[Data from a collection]
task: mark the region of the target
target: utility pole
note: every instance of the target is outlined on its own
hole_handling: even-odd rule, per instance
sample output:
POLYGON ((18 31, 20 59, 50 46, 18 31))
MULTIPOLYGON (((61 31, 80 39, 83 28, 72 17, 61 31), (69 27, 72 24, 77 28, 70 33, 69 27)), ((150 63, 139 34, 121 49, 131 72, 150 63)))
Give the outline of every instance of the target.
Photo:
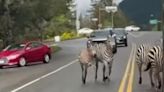
MULTIPOLYGON (((161 17, 161 21, 162 21, 162 39, 163 39, 163 59, 164 60, 164 0, 162 0, 162 17, 161 17)), ((164 92, 164 62, 162 63, 162 92, 164 92)))

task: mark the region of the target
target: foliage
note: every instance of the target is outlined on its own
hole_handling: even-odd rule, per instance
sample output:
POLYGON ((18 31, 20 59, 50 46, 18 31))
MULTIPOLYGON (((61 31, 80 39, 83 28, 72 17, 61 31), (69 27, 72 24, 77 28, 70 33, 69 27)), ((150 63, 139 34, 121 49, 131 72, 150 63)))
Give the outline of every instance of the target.
POLYGON ((7 45, 20 39, 41 39, 61 33, 69 21, 70 1, 0 0, 0 39, 7 45))
POLYGON ((58 52, 58 51, 60 51, 61 50, 61 47, 59 47, 59 46, 52 46, 51 47, 51 52, 52 53, 56 53, 56 52, 58 52))
POLYGON ((74 39, 76 37, 77 37, 77 35, 75 32, 64 32, 61 35, 61 40, 70 40, 70 39, 74 39))

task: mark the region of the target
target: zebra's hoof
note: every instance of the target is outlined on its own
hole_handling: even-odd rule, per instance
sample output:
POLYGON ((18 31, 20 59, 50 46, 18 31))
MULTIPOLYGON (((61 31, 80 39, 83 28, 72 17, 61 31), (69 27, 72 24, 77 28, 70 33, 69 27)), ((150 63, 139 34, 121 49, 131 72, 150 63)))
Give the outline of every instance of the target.
POLYGON ((138 82, 139 84, 142 84, 142 78, 139 78, 139 82, 138 82))
POLYGON ((103 82, 105 82, 106 80, 109 80, 109 78, 108 77, 104 77, 103 78, 103 82))
POLYGON ((86 81, 85 80, 82 80, 83 84, 85 85, 86 81))
POLYGON ((153 82, 151 83, 151 86, 154 87, 154 83, 153 82))
POLYGON ((161 89, 161 84, 158 85, 158 89, 161 89))

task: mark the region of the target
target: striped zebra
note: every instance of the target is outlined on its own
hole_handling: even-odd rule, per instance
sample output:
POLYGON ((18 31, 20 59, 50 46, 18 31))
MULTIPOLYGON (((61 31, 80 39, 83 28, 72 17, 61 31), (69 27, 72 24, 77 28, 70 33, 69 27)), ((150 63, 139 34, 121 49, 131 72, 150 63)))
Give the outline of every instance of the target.
POLYGON ((82 69, 82 82, 86 83, 87 70, 90 66, 95 64, 95 55, 96 52, 93 49, 92 42, 90 40, 87 41, 87 48, 81 50, 79 55, 79 63, 82 69))
POLYGON ((94 48, 96 51, 96 75, 95 80, 97 79, 97 70, 98 63, 103 63, 103 81, 105 82, 109 79, 113 63, 113 52, 112 47, 107 40, 106 43, 95 43, 94 48))
POLYGON ((147 70, 151 70, 155 81, 155 89, 158 91, 161 88, 161 77, 160 72, 162 72, 163 64, 163 51, 160 46, 153 46, 148 53, 147 70))
MULTIPOLYGON (((149 62, 147 54, 148 54, 149 50, 151 49, 151 47, 152 47, 152 45, 150 45, 150 44, 141 44, 138 47, 137 52, 136 52, 136 63, 138 65, 138 71, 139 71, 139 81, 138 81, 139 84, 142 84, 142 67, 143 67, 143 65, 147 66, 147 64, 149 62)), ((143 70, 146 70, 146 68, 143 70)), ((151 70, 149 71, 149 77, 150 77, 151 85, 154 86, 151 70)))

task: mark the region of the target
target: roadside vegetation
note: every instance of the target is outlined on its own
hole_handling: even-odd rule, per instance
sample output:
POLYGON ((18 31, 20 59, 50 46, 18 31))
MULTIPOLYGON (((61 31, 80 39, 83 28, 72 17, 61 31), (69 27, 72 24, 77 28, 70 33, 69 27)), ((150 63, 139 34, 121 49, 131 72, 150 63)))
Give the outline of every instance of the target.
POLYGON ((71 3, 72 0, 0 0, 0 39, 3 47, 75 32, 69 10, 71 3))
POLYGON ((61 49, 62 49, 62 48, 59 47, 59 46, 51 46, 51 51, 52 51, 52 53, 56 53, 56 52, 60 51, 61 49))

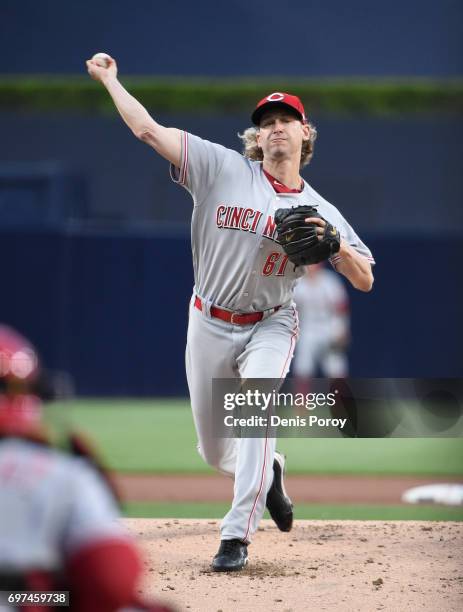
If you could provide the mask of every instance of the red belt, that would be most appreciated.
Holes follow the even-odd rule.
[[[201,312],[203,311],[203,304],[198,296],[195,297],[195,308]],[[276,312],[280,308],[280,306],[276,306],[273,308],[273,312]],[[230,312],[229,310],[218,308],[217,306],[211,306],[209,312],[211,313],[211,317],[221,319],[227,323],[234,323],[235,325],[251,325],[252,323],[262,321],[264,318],[263,312],[249,312],[248,314],[240,314],[238,312]]]

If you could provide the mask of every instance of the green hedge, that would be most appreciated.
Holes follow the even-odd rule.
[[[463,81],[122,78],[147,108],[164,112],[248,112],[271,91],[290,91],[309,115],[461,114]],[[0,109],[114,112],[104,88],[87,77],[0,78]]]

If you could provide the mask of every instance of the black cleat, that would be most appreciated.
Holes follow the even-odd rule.
[[[285,456],[275,452],[273,482],[267,493],[267,509],[280,531],[291,531],[293,526],[293,504],[286,493],[283,482],[285,463]]]
[[[214,572],[238,572],[248,562],[248,545],[241,540],[222,540],[212,561]]]

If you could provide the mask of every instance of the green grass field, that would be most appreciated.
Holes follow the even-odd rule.
[[[125,516],[136,518],[210,518],[221,519],[230,509],[226,503],[130,502]],[[266,512],[264,518],[270,518]],[[310,520],[362,521],[463,521],[463,508],[442,506],[375,506],[297,504],[295,518]]]
[[[55,428],[74,427],[123,472],[212,473],[196,451],[186,400],[79,400],[49,408]],[[463,475],[462,438],[281,439],[292,474]]]
[[[214,473],[196,451],[186,400],[78,400],[47,409],[57,436],[85,432],[113,470],[145,473]],[[462,438],[281,439],[291,474],[462,476]],[[125,516],[220,518],[226,503],[130,502]],[[298,504],[299,519],[463,520],[463,508]]]

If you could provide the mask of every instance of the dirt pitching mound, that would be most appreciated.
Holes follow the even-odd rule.
[[[219,521],[125,519],[145,553],[141,590],[191,612],[463,609],[463,525],[424,521],[271,521],[249,565],[217,574]]]

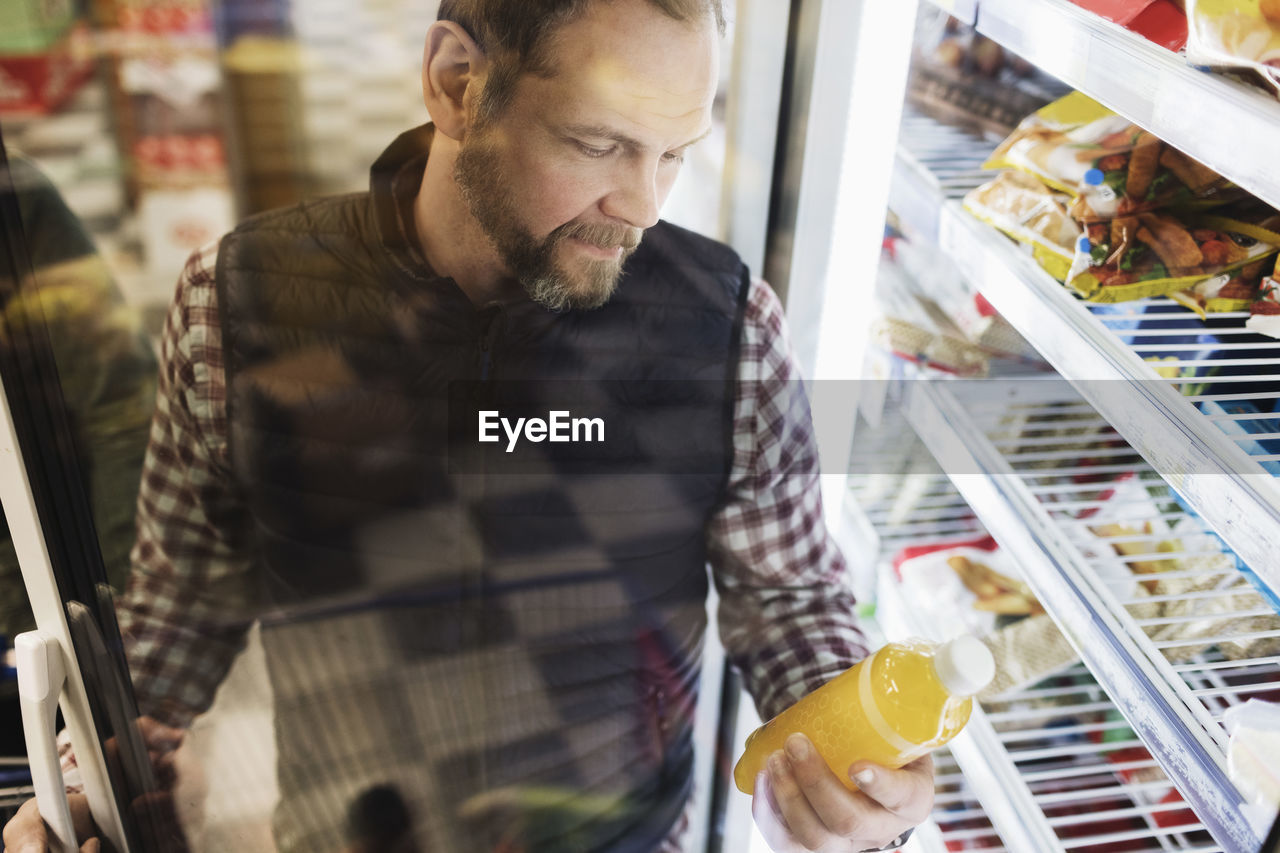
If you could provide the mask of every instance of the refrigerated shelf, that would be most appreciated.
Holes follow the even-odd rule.
[[[965,386],[961,403],[952,388]],[[1222,711],[1276,698],[1276,607],[1106,419],[1061,394],[1065,383],[983,386],[906,380],[902,410],[1217,843],[1254,853]],[[1121,521],[1132,529],[1102,526]],[[1134,526],[1144,523],[1155,526]],[[1176,570],[1135,578],[1169,561]]]
[[[937,234],[959,272],[1280,593],[1280,414],[1270,414],[1280,401],[1280,342],[1248,332],[1242,314],[1210,324],[1169,300],[1076,298],[961,207],[991,174],[978,168],[987,145],[906,115],[890,209],[923,237]],[[1148,359],[1190,375],[1161,378]]]
[[[1068,0],[980,0],[978,31],[1280,207],[1280,102]]]
[[[887,421],[876,426],[859,423],[861,453],[849,480],[851,505],[872,517],[893,521],[879,528],[881,562],[888,564],[901,547],[922,540],[986,535],[942,466],[905,426],[901,412],[891,409],[884,416]],[[909,462],[897,465],[897,459]],[[909,508],[913,505],[914,510]],[[968,526],[957,532],[942,519],[968,519]],[[890,575],[887,567],[881,571],[879,622],[893,637],[929,637],[918,608],[908,606],[897,585],[886,581]],[[1112,736],[1101,743],[1107,733]],[[1010,850],[1038,853],[1105,844],[1149,850],[1222,849],[1170,793],[1172,781],[1079,663],[1032,688],[983,702],[966,731],[952,742],[951,752],[980,807],[964,804],[969,794],[952,784],[961,781],[951,770],[952,758],[940,754],[933,826],[919,833],[929,853],[1004,850],[1005,844]],[[954,848],[947,848],[948,840]]]

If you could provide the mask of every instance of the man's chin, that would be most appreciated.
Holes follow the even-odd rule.
[[[525,291],[543,307],[553,311],[589,311],[602,307],[617,291],[621,266],[609,264],[599,277],[570,277],[563,273],[525,282]]]

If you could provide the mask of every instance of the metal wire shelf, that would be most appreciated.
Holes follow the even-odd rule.
[[[1064,401],[1062,406],[1044,406],[1037,402],[1015,411],[1011,418],[1009,415],[995,418],[1001,423],[988,424],[988,432],[997,438],[1002,437],[1007,446],[1010,435],[1024,432],[1036,435],[1048,429],[1061,429],[1065,423],[1070,424],[1070,435],[1059,441],[1078,444],[1083,424],[1084,429],[1096,433],[1093,437],[1096,443],[1114,443],[1116,435],[1106,421],[1096,414],[1089,416],[1087,412],[1088,407],[1082,406],[1079,401]],[[936,525],[940,538],[951,538],[954,532],[938,525],[940,516],[966,519],[969,526],[964,533],[969,539],[980,537],[986,532],[980,523],[969,516],[972,510],[960,492],[945,478],[942,467],[936,462],[931,466],[916,461],[918,451],[922,448],[915,443],[916,439],[904,439],[904,432],[909,433],[902,429],[901,414],[892,410],[886,412],[886,423],[878,428],[860,421],[858,444],[863,450],[855,459],[850,474],[850,498],[854,503],[869,516],[895,516],[899,521],[896,528],[882,528],[882,562],[904,546],[919,544],[922,532],[928,532],[931,524]],[[909,475],[884,473],[886,466],[892,467],[891,462],[886,462],[888,459],[886,442],[893,446],[893,452],[904,453],[913,460]],[[1033,444],[1033,447],[1042,446],[1043,442]],[[1016,448],[1010,456],[1016,460]],[[1101,497],[1108,487],[1139,484],[1138,488],[1144,493],[1148,489],[1148,480],[1140,474],[1149,469],[1142,460],[1134,461],[1132,474],[1103,480],[1098,480],[1096,469],[1088,465],[1078,466],[1066,474],[1051,473],[1047,475],[1047,479],[1052,480],[1050,483],[1039,483],[1046,479],[1043,473],[1059,469],[1046,469],[1041,461],[1023,460],[1011,464],[1010,469],[1018,471],[1014,476],[1029,484],[1036,483],[1032,488],[1037,491],[1039,500],[1052,505],[1051,515],[1068,528],[1089,523],[1097,525],[1098,506],[1107,500],[1125,497],[1117,496],[1115,489],[1110,498]],[[1082,474],[1087,474],[1089,482],[1071,482],[1066,485],[1060,483],[1064,478],[1070,479]],[[897,498],[899,492],[893,491],[895,484],[906,484],[909,476],[928,483],[927,488],[915,489],[918,500],[924,505],[918,515],[904,511],[902,502]],[[932,479],[927,479],[931,476]],[[1158,506],[1165,500],[1172,500],[1167,485],[1158,478],[1149,480],[1149,501],[1143,500],[1147,506]],[[1074,497],[1082,500],[1065,500]],[[1065,508],[1068,503],[1071,508]],[[1183,537],[1190,535],[1190,532],[1206,533],[1203,523],[1181,507],[1175,506],[1169,512],[1155,515],[1167,515],[1169,517],[1162,520],[1164,524],[1176,528]],[[1106,547],[1124,544],[1137,538],[1116,532],[1103,537],[1093,533],[1088,535],[1097,538]],[[1180,556],[1171,549],[1157,553],[1169,560]],[[1217,553],[1221,555],[1222,549],[1219,548]],[[1124,556],[1125,561],[1132,561],[1132,557],[1133,555]],[[1115,562],[1117,558],[1119,555],[1108,556],[1105,548],[1097,555],[1098,565]],[[1125,566],[1125,574],[1132,585],[1134,573]],[[1181,573],[1180,576],[1199,574],[1204,573]],[[1233,579],[1233,585],[1248,587],[1234,569],[1222,574]],[[890,573],[886,570],[881,575],[886,578]],[[1139,576],[1139,580],[1144,576]],[[1125,585],[1120,583],[1120,578],[1116,575],[1112,587]],[[918,611],[906,606],[892,587],[882,583],[881,621],[896,635],[902,633],[928,635],[919,624],[920,620],[913,619],[913,613],[918,615]],[[1258,598],[1258,593],[1252,588],[1243,594]],[[1117,597],[1119,608],[1125,612],[1149,607],[1155,599],[1155,596],[1143,597],[1142,593]],[[1201,597],[1206,601],[1211,598],[1211,596]],[[1258,607],[1252,610],[1277,620],[1274,610]],[[1222,619],[1231,621],[1231,615],[1224,612]],[[1130,621],[1133,624],[1129,629],[1139,635],[1155,631],[1161,625],[1156,620],[1143,624],[1137,617],[1132,617]],[[1280,626],[1280,620],[1276,625]],[[1240,639],[1239,634],[1233,637]],[[1268,637],[1280,639],[1280,628],[1271,630]],[[1198,639],[1197,644],[1211,640],[1213,638]],[[1155,651],[1152,654],[1161,657],[1162,653]],[[1221,734],[1221,711],[1248,695],[1257,695],[1267,685],[1267,672],[1274,672],[1280,666],[1280,657],[1261,656],[1233,661],[1225,658],[1220,649],[1206,647],[1197,648],[1184,662],[1166,661],[1166,663],[1165,675],[1181,683],[1184,701],[1189,706],[1198,706],[1203,712],[1203,725]],[[1248,674],[1248,678],[1240,678],[1242,672]],[[991,820],[995,820],[996,826],[1005,834],[1010,849],[1074,850],[1102,844],[1120,845],[1121,849],[1151,850],[1236,849],[1219,845],[1206,831],[1204,825],[1187,809],[1187,803],[1172,793],[1174,783],[1119,715],[1116,703],[1108,699],[1089,670],[1082,665],[1033,688],[998,697],[998,701],[984,702],[977,725],[970,724],[970,731],[973,734],[966,731],[952,747],[964,765],[966,776],[977,780],[974,786],[982,795],[983,803],[993,807]],[[1217,738],[1213,742],[1216,743]],[[1009,790],[1010,785],[1018,788],[1012,794]],[[940,813],[934,815],[942,836],[946,836],[948,829],[959,833],[950,836],[954,843],[950,849],[972,849],[963,845],[975,839],[986,839],[982,843],[988,843],[989,836],[984,835],[987,833],[984,824],[972,809],[960,809],[959,825],[954,815],[951,816],[954,822],[943,824],[948,811],[956,808],[956,799],[952,795],[940,798],[937,803]],[[1034,813],[1016,806],[1010,808],[1010,803],[1034,804]],[[922,840],[927,849],[946,849],[931,847],[937,841],[937,836],[932,833]],[[989,849],[1000,848],[997,845]]]
[[[1230,547],[1280,590],[1280,342],[1170,300],[1087,304],[959,199],[992,173],[979,133],[904,114],[890,207],[937,243]],[[945,178],[945,181],[943,181]],[[1152,361],[1158,360],[1162,373]]]

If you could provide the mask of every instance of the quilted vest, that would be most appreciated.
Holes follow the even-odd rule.
[[[276,840],[650,850],[691,790],[748,272],[659,223],[598,310],[476,309],[407,237],[429,133],[219,248]],[[570,441],[500,426],[553,412]]]

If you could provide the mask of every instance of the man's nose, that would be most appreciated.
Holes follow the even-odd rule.
[[[657,163],[636,159],[620,164],[614,187],[600,207],[605,215],[634,228],[652,228],[658,223],[664,196],[658,181]]]

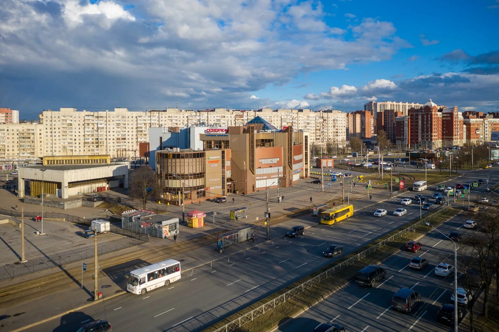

EXERCISE REQUIREMENTS: Reproduce verbatim the lines of the data from the line containing "nose, that would be most appreciated." through the end of the data, including both ends. Omit the pictures from your answer.

WRITTEN SOLUTION:
If you could provide the mask of every instance of the man's nose, that would be most appreciated.
Holes follow the even-odd rule.
[[[657,163],[636,159],[620,164],[614,187],[600,207],[605,215],[634,228],[652,228],[658,223],[664,196],[658,181]]]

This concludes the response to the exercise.